### Stored records ###

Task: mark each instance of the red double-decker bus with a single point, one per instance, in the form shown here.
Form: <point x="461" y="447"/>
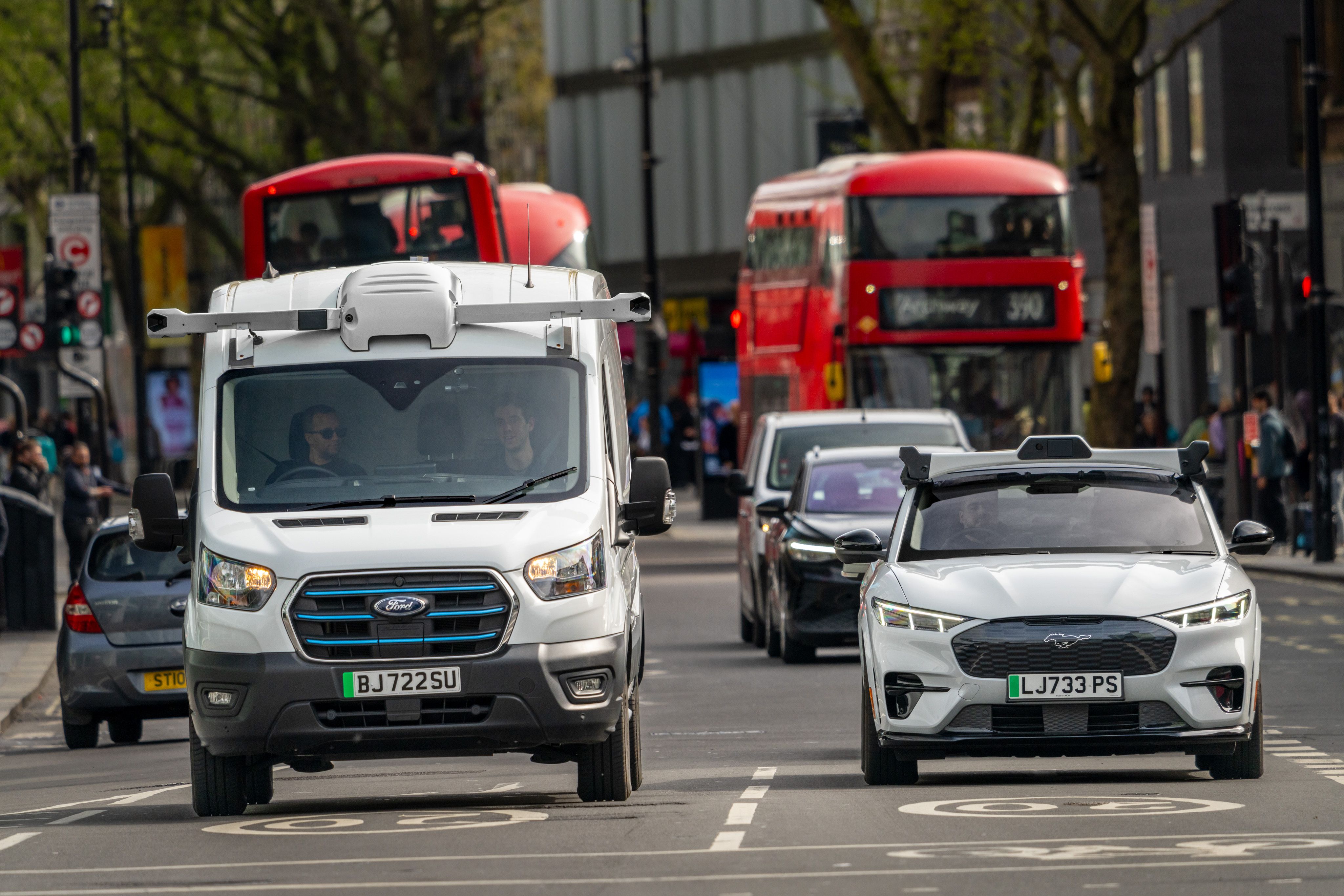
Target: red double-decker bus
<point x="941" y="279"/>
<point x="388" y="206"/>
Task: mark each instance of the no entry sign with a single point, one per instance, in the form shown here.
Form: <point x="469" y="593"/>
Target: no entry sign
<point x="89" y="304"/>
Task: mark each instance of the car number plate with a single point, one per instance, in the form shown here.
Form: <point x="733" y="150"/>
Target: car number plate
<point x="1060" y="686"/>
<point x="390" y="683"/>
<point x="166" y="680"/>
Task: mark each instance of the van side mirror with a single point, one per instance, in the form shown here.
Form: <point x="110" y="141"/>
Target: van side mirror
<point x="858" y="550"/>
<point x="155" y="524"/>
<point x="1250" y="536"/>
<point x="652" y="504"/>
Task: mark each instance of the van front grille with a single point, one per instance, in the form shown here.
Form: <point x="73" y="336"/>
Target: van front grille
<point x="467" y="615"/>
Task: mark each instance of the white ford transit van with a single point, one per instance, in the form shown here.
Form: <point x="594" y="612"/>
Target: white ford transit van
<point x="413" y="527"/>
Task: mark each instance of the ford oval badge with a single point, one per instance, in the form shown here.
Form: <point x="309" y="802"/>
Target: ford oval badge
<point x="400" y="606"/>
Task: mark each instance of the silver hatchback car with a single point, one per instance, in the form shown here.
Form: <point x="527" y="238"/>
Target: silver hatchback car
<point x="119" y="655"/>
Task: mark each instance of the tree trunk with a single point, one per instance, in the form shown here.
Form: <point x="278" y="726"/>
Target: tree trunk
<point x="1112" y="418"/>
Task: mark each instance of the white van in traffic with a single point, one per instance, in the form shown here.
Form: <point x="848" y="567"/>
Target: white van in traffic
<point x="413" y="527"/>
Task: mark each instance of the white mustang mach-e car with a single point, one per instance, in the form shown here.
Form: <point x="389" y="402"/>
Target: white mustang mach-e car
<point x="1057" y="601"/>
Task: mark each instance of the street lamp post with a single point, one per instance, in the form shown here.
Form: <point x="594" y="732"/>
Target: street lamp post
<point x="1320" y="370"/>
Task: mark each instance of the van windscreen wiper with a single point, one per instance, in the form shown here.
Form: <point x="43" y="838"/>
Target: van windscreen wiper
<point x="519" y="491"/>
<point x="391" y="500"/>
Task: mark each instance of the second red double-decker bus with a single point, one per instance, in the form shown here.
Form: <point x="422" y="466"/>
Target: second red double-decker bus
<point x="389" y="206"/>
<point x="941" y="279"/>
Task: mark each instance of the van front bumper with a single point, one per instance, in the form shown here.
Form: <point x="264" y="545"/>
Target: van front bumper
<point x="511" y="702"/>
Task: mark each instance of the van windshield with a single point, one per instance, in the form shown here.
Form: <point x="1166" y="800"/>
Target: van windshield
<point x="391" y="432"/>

###

- _Your task_
Write out all the rows above again, replacing "single point" with "single marker" wherever it occurs and changing nothing else. Leave out the picture lines.

- _Completed exercise_
Task: mark each instance of the red double-decker bus with a single marker, one per instance, in the form shown here.
Form: <point x="461" y="447"/>
Target: red double-decker bus
<point x="941" y="279"/>
<point x="388" y="206"/>
Task: mark each instance of the no entry sign with a single marker, one per instance, in the form shown here.
Form: <point x="469" y="593"/>
Target: no entry sign
<point x="89" y="304"/>
Task: mark each instance of the car number plate with a single marker, one per instance, in the form shown here.
Form: <point x="733" y="150"/>
Target: car number plate
<point x="1060" y="686"/>
<point x="390" y="683"/>
<point x="166" y="680"/>
Task: mark each instance of the van side mirror with a single marker, one per instance, in the form shown here.
Form: <point x="110" y="141"/>
Target: van side mirror
<point x="858" y="550"/>
<point x="155" y="524"/>
<point x="1250" y="536"/>
<point x="652" y="504"/>
Task: mark each instance of the van front grille with a single marker, one per instance, in the form shown here.
Form: <point x="73" y="336"/>
Target: van front grille
<point x="467" y="615"/>
Task: mark each instance of the white ford transit van with a single marker, one per instance, in the form shown here.
Form: <point x="594" y="612"/>
Target: white ford transit van
<point x="413" y="527"/>
Task: mark each instance of the ford oval badge with a single marker, one per instance, in the form shown here.
Form: <point x="309" y="802"/>
Target: ford oval badge
<point x="400" y="606"/>
Task: mark each instance of the silver hatchback car with a single marker, one per instance, in the form shown here.
Form: <point x="527" y="238"/>
Target: silver hatchback car
<point x="119" y="655"/>
Task: mark each instance of the tree trunk with a single marker, one per instance, in the form shown here.
Form: <point x="278" y="726"/>
Target: tree trunk
<point x="1112" y="418"/>
Task: mark each instance of the white van in traffic with a single marker, one per instance, in the form shown here.
Form: <point x="848" y="567"/>
Target: white van in traffic
<point x="413" y="527"/>
Task: mark each instance of the white mustang mach-e car with a single marker, one per instance, in the form shown here.
Form: <point x="389" y="402"/>
Target: white mustang mach-e car
<point x="1057" y="601"/>
Task: mark each instance of the street lamp post with a single marker, one per instance, in the form shown here.
Form: <point x="594" y="732"/>
Target: street lamp post
<point x="1320" y="370"/>
Task: mark each instance of the van windscreen wiper with a single marker, one per instance, in the form shown here.
Form: <point x="43" y="838"/>
Target: van windscreen wiper
<point x="519" y="491"/>
<point x="391" y="500"/>
Task: mark each instance of the second red double-decker bus with a single marker, one per instance, in the form shown here.
Form: <point x="422" y="466"/>
Target: second red double-decker bus
<point x="389" y="206"/>
<point x="941" y="279"/>
Task: mark each instance of the van front bumper with a single marker, one per instance, in the form shown here.
Form: <point x="264" y="545"/>
Target: van front bumper
<point x="511" y="702"/>
Task: mark each instance of the van windshield with a single marker, one per instance, in the form shown here.
Form: <point x="1166" y="800"/>
Target: van windshield
<point x="391" y="432"/>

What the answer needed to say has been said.